--- Supplied records Enclosed Below ---
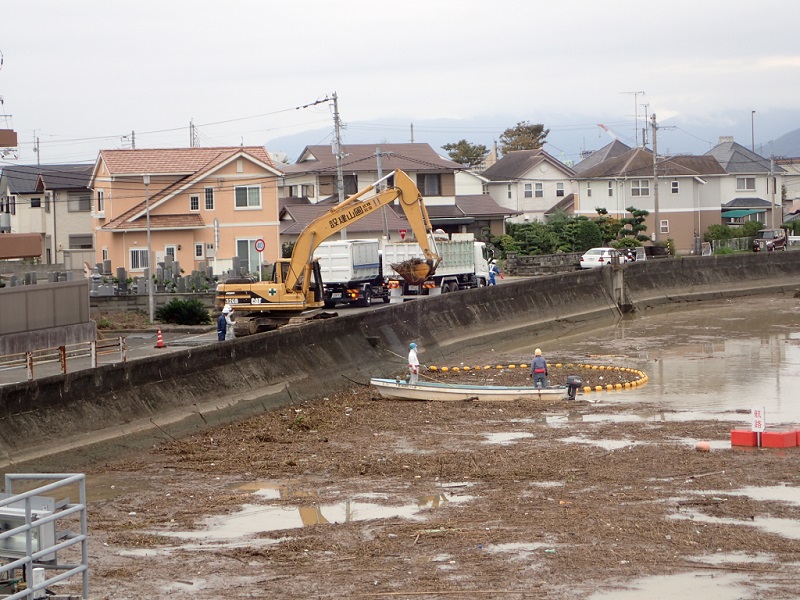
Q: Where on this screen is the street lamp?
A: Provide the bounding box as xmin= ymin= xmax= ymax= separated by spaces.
xmin=144 ymin=174 xmax=154 ymax=323
xmin=751 ymin=110 xmax=756 ymax=153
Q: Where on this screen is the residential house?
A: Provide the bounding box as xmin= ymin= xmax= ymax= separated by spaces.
xmin=775 ymin=157 xmax=800 ymax=213
xmin=278 ymin=143 xmax=516 ymax=246
xmin=573 ymin=140 xmax=632 ymax=174
xmin=573 ymin=147 xmax=728 ymax=252
xmin=89 ymin=147 xmax=282 ymax=276
xmin=480 ymin=149 xmax=577 ymax=223
xmin=0 ymin=164 xmax=95 ymax=268
xmin=706 ymin=137 xmax=785 ymax=229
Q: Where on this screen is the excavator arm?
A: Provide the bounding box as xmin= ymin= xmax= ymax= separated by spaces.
xmin=285 ymin=169 xmax=441 ymax=291
xmin=216 ymin=169 xmax=441 ymax=334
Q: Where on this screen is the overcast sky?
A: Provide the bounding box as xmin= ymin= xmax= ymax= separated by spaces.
xmin=2 ymin=0 xmax=799 ymax=165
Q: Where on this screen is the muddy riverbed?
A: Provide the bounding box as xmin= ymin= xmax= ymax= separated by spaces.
xmin=40 ymin=297 xmax=800 ymax=598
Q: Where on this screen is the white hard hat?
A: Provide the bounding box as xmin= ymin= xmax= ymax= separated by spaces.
xmin=222 ymin=305 xmax=232 ymax=314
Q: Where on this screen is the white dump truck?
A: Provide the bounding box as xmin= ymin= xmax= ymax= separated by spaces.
xmin=315 ymin=239 xmax=389 ymax=307
xmin=382 ymin=232 xmax=492 ymax=298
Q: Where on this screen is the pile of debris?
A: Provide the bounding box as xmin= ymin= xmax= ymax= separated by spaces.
xmin=390 ymin=258 xmax=436 ymax=285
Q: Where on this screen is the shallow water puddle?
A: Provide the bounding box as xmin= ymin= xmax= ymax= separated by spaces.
xmin=160 ymin=492 xmax=473 ymax=541
xmin=557 ymin=436 xmax=637 ymax=450
xmin=481 ymin=431 xmax=534 ymax=445
xmin=671 ymin=509 xmax=800 ymax=539
xmin=588 ymin=571 xmax=752 ymax=598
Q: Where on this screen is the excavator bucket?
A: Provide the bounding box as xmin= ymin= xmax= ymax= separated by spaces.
xmin=390 ymin=258 xmax=438 ymax=285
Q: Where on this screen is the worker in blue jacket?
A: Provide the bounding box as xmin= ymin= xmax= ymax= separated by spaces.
xmin=530 ymin=348 xmax=548 ymax=389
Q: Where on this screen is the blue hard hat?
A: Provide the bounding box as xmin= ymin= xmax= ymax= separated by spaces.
xmin=410 ymin=343 xmax=417 ymax=349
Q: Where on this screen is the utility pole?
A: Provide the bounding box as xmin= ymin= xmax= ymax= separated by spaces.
xmin=190 ymin=120 xmax=198 ymax=148
xmin=376 ymin=146 xmax=389 ymax=239
xmin=621 ymin=91 xmax=646 ymax=146
xmin=131 ymin=131 xmax=136 ymax=149
xmin=33 ymin=134 xmax=40 ymax=165
xmin=651 ymin=113 xmax=660 ymax=243
xmin=751 ymin=111 xmax=756 ymax=153
xmin=410 ymin=123 xmax=414 ymax=143
xmin=331 ymin=92 xmax=346 ymax=238
xmin=770 ymin=155 xmax=776 ymax=229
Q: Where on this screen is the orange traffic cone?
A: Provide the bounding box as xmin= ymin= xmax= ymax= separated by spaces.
xmin=154 ymin=328 xmax=167 ymax=349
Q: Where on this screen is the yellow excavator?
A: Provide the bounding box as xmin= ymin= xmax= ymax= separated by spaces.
xmin=216 ymin=169 xmax=441 ymax=336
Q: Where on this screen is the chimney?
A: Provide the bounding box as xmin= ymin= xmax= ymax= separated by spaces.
xmin=719 ymin=136 xmax=734 ymax=144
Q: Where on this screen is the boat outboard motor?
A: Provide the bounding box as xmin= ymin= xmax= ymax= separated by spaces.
xmin=566 ymin=375 xmax=582 ymax=400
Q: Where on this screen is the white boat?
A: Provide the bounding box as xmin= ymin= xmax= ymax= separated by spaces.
xmin=369 ymin=378 xmax=568 ymax=402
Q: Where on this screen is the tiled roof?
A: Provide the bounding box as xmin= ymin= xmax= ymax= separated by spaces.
xmin=280 ymin=202 xmax=410 ymax=236
xmin=722 ymin=197 xmax=770 ymax=208
xmin=282 ymin=143 xmax=463 ymax=174
xmin=705 ymin=140 xmax=785 ymax=174
xmin=455 ymin=194 xmax=522 ymax=217
xmin=544 ymin=193 xmax=575 ymax=215
xmin=480 ymin=149 xmax=576 ymax=181
xmin=98 ymin=146 xmax=276 ymax=176
xmin=1 ymin=164 xmax=93 ymax=193
xmin=573 ymin=140 xmax=631 ymax=174
xmin=104 ymin=213 xmax=205 ymax=231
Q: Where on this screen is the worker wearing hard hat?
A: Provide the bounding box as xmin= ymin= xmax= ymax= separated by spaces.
xmin=408 ymin=342 xmax=420 ymax=385
xmin=530 ymin=348 xmax=548 ymax=389
xmin=218 ymin=305 xmax=232 ymax=341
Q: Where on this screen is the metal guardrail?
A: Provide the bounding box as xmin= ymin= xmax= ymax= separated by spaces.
xmin=0 ymin=338 xmax=127 ymax=381
xmin=0 ymin=474 xmax=89 ymax=599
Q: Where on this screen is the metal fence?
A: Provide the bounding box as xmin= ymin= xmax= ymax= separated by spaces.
xmin=0 ymin=474 xmax=89 ymax=599
xmin=0 ymin=338 xmax=126 ymax=382
xmin=710 ymin=237 xmax=753 ymax=252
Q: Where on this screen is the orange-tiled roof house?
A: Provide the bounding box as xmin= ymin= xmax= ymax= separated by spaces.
xmin=89 ymin=147 xmax=282 ymax=275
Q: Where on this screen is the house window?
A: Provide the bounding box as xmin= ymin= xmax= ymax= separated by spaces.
xmin=671 ymin=181 xmax=680 ymax=194
xmin=235 ymin=185 xmax=261 ymax=208
xmin=608 ymin=181 xmax=614 ymax=197
xmin=190 ymin=195 xmax=200 ymax=211
xmin=30 ymin=197 xmax=42 ymax=208
xmin=524 ymin=183 xmax=532 ymax=198
xmin=102 ymin=247 xmax=109 ymax=261
xmin=417 ymin=174 xmax=441 ymax=196
xmin=205 ymin=187 xmax=214 ymax=210
xmin=68 ymin=234 xmax=93 ymax=249
xmin=586 ymin=182 xmax=592 ymax=197
xmin=130 ymin=248 xmax=149 ymax=271
xmin=534 ymin=183 xmax=543 ymax=198
xmin=302 ymin=184 xmax=315 ymax=198
xmin=631 ymin=179 xmax=650 ymax=196
xmin=343 ymin=174 xmax=358 ymax=196
xmin=68 ymin=193 xmax=91 ymax=212
xmin=194 ymin=243 xmax=204 ymax=259
xmin=660 ymin=220 xmax=669 ymax=234
xmin=165 ymin=245 xmax=176 ymax=259
xmin=737 ymin=177 xmax=756 ymax=191
xmin=44 ymin=195 xmax=51 ymax=213
xmin=556 ymin=182 xmax=565 ymax=197
xmin=507 ymin=184 xmax=512 ymax=199
xmin=96 ymin=190 xmax=105 ymax=213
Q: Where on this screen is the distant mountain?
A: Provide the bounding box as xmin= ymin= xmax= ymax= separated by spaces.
xmin=771 ymin=128 xmax=800 ymax=157
xmin=265 ymin=109 xmax=800 ymax=166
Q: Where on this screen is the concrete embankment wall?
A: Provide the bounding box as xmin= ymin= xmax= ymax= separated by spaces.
xmin=1 ymin=253 xmax=799 ymax=470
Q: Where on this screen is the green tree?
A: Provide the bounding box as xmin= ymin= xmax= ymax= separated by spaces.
xmin=498 ymin=121 xmax=549 ymax=154
xmin=441 ymin=139 xmax=488 ymax=168
xmin=619 ymin=206 xmax=650 ymax=244
xmin=703 ymin=224 xmax=735 ymax=242
xmin=740 ymin=221 xmax=765 ymax=237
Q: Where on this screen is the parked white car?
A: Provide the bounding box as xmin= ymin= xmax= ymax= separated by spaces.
xmin=580 ymin=247 xmax=623 ymax=268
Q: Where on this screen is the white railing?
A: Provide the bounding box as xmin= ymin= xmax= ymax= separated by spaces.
xmin=0 ymin=338 xmax=127 ymax=381
xmin=0 ymin=474 xmax=89 ymax=599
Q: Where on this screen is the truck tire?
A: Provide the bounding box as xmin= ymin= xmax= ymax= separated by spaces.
xmin=358 ymin=285 xmax=372 ymax=307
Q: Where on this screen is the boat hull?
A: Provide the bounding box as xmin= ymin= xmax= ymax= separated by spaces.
xmin=370 ymin=378 xmax=567 ymax=402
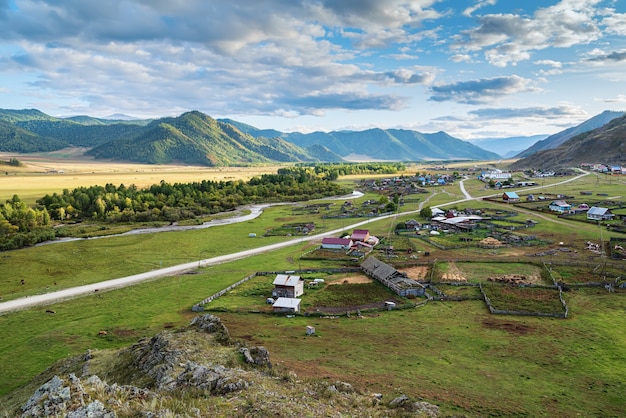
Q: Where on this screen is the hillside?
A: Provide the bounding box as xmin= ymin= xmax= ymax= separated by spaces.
xmin=7 ymin=315 xmax=436 ymax=417
xmin=88 ymin=111 xmax=340 ymax=165
xmin=516 ymin=110 xmax=624 ymax=158
xmin=221 ymin=119 xmax=499 ymax=161
xmin=511 ymin=114 xmax=626 ymax=169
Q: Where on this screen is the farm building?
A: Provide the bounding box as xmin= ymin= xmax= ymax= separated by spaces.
xmin=431 ymin=207 xmax=445 ymax=217
xmin=321 ymin=237 xmax=353 ymax=250
xmin=272 ymin=274 xmax=304 ymax=298
xmin=361 ymin=256 xmax=425 ymax=297
xmin=502 ymin=191 xmax=520 ymax=202
xmin=272 ymin=297 xmax=301 ymax=313
xmin=549 ymin=200 xmax=572 ymax=213
xmin=404 ymin=219 xmax=421 ymax=230
xmin=351 ymin=229 xmax=370 ymax=242
xmin=587 ymin=207 xmax=614 ymax=221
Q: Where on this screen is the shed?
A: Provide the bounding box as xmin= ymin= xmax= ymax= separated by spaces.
xmin=502 ymin=191 xmax=520 ymax=202
xmin=272 ymin=274 xmax=304 ymax=298
xmin=272 ymin=297 xmax=301 ymax=313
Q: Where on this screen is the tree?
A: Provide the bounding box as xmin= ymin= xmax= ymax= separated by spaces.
xmin=419 ymin=206 xmax=432 ymax=219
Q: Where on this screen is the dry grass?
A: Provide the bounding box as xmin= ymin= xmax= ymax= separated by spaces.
xmin=0 ymin=150 xmax=281 ymax=203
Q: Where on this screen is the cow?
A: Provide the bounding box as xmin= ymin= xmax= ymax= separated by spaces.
xmin=97 ymin=330 xmax=107 ymax=336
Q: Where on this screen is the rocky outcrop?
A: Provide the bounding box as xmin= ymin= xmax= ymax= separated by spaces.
xmin=15 ymin=316 xmax=441 ymax=417
xmin=239 ymin=346 xmax=271 ymax=368
xmin=190 ymin=313 xmax=230 ymax=343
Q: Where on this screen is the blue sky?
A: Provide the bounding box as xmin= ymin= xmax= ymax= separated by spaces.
xmin=0 ymin=0 xmax=625 ymax=139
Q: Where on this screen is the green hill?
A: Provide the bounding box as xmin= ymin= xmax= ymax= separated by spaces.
xmin=87 ymin=111 xmax=337 ymax=166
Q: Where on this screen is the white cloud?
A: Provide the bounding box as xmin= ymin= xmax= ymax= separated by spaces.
xmin=451 ymin=0 xmax=605 ymax=66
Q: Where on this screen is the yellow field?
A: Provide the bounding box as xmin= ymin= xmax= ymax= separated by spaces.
xmin=0 ymin=151 xmax=281 ymax=204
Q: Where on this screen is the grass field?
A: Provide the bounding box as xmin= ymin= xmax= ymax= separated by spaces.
xmin=1 ymin=159 xmax=625 ymax=417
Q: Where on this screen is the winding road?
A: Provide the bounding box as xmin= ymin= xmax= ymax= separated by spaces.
xmin=0 ymin=173 xmax=589 ymax=315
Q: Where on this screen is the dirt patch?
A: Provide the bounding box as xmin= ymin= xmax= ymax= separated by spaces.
xmin=329 ymin=274 xmax=373 ymax=285
xmin=311 ymin=301 xmax=399 ymax=314
xmin=482 ymin=318 xmax=534 ymax=335
xmin=111 ymin=328 xmax=141 ymax=337
xmin=399 ymin=265 xmax=429 ymax=280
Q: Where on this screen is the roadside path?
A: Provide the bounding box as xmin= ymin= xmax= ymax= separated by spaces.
xmin=0 ymin=173 xmax=589 ymax=314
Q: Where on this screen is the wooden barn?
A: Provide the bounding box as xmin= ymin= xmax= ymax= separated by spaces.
xmin=360 ymin=256 xmax=425 ymax=297
xmin=272 ymin=274 xmax=304 ymax=298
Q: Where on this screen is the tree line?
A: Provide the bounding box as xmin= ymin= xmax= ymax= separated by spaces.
xmin=0 ymin=167 xmax=355 ymax=250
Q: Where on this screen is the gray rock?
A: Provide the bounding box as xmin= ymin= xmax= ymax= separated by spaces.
xmin=175 ymin=361 xmax=250 ymax=394
xmin=389 ymin=394 xmax=410 ymax=408
xmin=66 ymin=400 xmax=115 ymax=418
xmin=239 ymin=346 xmax=271 ymax=368
xmin=190 ymin=314 xmax=230 ymax=343
xmin=410 ymin=401 xmax=440 ymax=417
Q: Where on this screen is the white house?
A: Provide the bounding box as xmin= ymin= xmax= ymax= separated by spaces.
xmin=549 ymin=200 xmax=572 ymax=213
xmin=321 ymin=237 xmax=353 ymax=250
xmin=272 ymin=297 xmax=301 ymax=313
xmin=272 ymin=274 xmax=304 ymax=298
xmin=587 ymin=207 xmax=614 ymax=221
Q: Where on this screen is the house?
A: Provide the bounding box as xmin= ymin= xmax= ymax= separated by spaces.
xmin=321 ymin=237 xmax=353 ymax=250
xmin=404 ymin=219 xmax=421 ymax=230
xmin=351 ymin=229 xmax=370 ymax=242
xmin=481 ymin=170 xmax=512 ymax=180
xmin=549 ymin=200 xmax=572 ymax=213
xmin=272 ymin=297 xmax=301 ymax=313
xmin=502 ymin=191 xmax=520 ymax=202
xmin=272 ymin=274 xmax=304 ymax=298
xmin=587 ymin=207 xmax=614 ymax=221
xmin=431 ymin=207 xmax=445 ymax=217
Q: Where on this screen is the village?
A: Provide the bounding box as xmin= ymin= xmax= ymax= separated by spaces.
xmin=196 ymin=168 xmax=626 ymax=319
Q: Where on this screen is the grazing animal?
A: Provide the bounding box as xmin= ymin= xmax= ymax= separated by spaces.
xmin=45 ymin=309 xmax=55 ymax=314
xmin=20 ymin=279 xmax=25 ymax=285
xmin=97 ymin=330 xmax=107 ymax=336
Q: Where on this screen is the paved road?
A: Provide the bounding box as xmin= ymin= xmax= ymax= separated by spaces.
xmin=0 ymin=174 xmax=588 ymax=314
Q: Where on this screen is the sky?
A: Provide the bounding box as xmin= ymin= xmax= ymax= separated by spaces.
xmin=0 ymin=0 xmax=625 ymax=140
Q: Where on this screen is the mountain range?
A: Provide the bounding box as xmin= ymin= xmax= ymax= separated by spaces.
xmin=0 ymin=108 xmax=499 ymax=165
xmin=0 ymin=108 xmax=624 ymax=167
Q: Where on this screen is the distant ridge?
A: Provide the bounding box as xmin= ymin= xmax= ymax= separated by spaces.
xmin=516 ymin=110 xmax=625 ymax=158
xmin=219 ymin=119 xmax=499 ymax=161
xmin=511 ymin=114 xmax=626 ymax=169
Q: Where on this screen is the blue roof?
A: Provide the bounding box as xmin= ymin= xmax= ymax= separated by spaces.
xmin=504 ymin=192 xmax=519 ymax=198
xmin=588 ymin=206 xmax=609 ymax=216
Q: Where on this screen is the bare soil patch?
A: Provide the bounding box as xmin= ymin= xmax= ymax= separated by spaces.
xmin=399 ymin=265 xmax=429 ymax=280
xmin=329 ymin=274 xmax=373 ymax=285
xmin=482 ymin=318 xmax=535 ymax=335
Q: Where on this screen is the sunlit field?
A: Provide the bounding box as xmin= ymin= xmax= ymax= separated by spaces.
xmin=0 ymin=151 xmax=281 ymax=204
--- End of Enclosed Supplied records ---
What to work on: Go through the records above and, whenever a line includes the word "white", copy it.

Completed task:
Q: Where on this screen is the white hard hat?
Q: Where on this screen is the white dump truck?
Q: Where on this screen is the white boat?
Q: Where on this screen is the parked white car?
Q: Where on this screen is the white railing?
Q: Where on this screen is the white cloud?
Q: Where on this screen is the white house?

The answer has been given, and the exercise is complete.